Source data:
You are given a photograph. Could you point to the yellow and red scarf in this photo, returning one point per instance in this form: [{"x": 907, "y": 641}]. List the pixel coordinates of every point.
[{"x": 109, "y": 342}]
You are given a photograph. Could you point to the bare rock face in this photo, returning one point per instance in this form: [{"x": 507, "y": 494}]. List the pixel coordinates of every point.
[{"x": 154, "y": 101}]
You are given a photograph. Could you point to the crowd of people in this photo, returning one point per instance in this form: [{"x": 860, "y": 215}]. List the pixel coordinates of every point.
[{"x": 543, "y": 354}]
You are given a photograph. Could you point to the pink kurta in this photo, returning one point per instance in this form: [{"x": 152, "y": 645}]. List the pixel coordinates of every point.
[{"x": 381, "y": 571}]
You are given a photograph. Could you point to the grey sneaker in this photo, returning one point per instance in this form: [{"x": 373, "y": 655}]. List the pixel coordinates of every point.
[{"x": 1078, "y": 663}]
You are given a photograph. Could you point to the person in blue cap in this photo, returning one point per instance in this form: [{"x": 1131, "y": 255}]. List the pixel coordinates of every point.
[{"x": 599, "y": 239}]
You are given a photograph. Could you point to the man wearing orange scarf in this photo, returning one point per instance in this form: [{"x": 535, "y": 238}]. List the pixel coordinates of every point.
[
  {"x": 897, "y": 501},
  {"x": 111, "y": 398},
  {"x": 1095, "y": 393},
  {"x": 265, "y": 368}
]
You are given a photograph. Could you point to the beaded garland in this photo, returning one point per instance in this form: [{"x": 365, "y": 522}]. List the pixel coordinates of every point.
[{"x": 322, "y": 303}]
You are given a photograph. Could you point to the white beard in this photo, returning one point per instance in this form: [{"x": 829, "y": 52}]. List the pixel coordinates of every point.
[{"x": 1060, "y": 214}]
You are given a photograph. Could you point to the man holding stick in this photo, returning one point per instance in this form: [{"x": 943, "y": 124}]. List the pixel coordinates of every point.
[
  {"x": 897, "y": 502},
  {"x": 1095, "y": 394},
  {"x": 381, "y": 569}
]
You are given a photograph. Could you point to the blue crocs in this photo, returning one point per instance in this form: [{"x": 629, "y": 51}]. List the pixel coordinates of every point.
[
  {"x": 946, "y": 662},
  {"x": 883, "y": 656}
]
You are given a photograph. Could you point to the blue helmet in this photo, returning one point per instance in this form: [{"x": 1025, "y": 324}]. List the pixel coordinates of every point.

**What this task involves**
All entries above are to be repeated verbatim, down to the last line.

**Output of the task**
You are given a photograph. Could you point to the yellow and red scarf in this photo, returning one point per instance in this form: [{"x": 907, "y": 641}]. List the pixel coordinates of every point.
[{"x": 109, "y": 342}]
You are given a photograph. Could you point to the bare rock face in this photo, returning one point per instance in this form: [{"x": 507, "y": 494}]. List the pixel coordinates of every point.
[{"x": 154, "y": 101}]
You are given a photograph. Could you point to the crowd of people in this photo, returning one point per instance in this form: [{"x": 860, "y": 215}]. List the pixel coordinates of every point.
[{"x": 543, "y": 354}]
You are given a photograph. Could you point to the pink kurta in this photo, returning one point per instance in this form: [{"x": 152, "y": 645}]. List the pixel coordinates of every point.
[{"x": 381, "y": 571}]
You are given a photograph. Could you point to the grey sneaker in this photo, returning one point per instance in this form: [{"x": 373, "y": 655}]. List the pixel coordinates of every point.
[{"x": 1078, "y": 663}]
You are given a photograph. Could you point to the person in blue cap in this photo, returning one point per instance in this form: [{"x": 1131, "y": 255}]. List the pixel coordinates of every point.
[{"x": 599, "y": 239}]
You are given a photograph. Could you point to the man wearing orange scarf in this photo, returning one point per instance in this form: [{"x": 535, "y": 238}]. List the pixel coordinates of every point.
[
  {"x": 897, "y": 501},
  {"x": 111, "y": 398},
  {"x": 1095, "y": 393},
  {"x": 265, "y": 368}
]
You are given a photograph. Could you point to the beaded garland in this photo, returning one point per instance in this form: [{"x": 365, "y": 522}]. List the pixel coordinates of every point.
[{"x": 322, "y": 303}]
You are given a photograph. Could you point to the white beard in this photo, returning one point per instance in this form: [{"x": 829, "y": 52}]. List the pixel coordinates of every point.
[{"x": 1060, "y": 214}]
You are given a photograph. Could you point to the man holding stick in this photo, returning one point per instance in this form: [{"x": 943, "y": 124}]. List the pixel coordinates of every point.
[
  {"x": 897, "y": 502},
  {"x": 1095, "y": 394},
  {"x": 381, "y": 569}
]
You are given a photograph. Could you point to the blue crocs in this photo, returning one point per instance in this form: [{"x": 629, "y": 51}]. List the pixel coordinates of every point.
[
  {"x": 946, "y": 662},
  {"x": 883, "y": 656}
]
You are given a photograph. Could you point to the blue helmet in this photo, returning one point per instance in this form: [{"x": 1025, "y": 324}]. List the pixel coordinates of every point.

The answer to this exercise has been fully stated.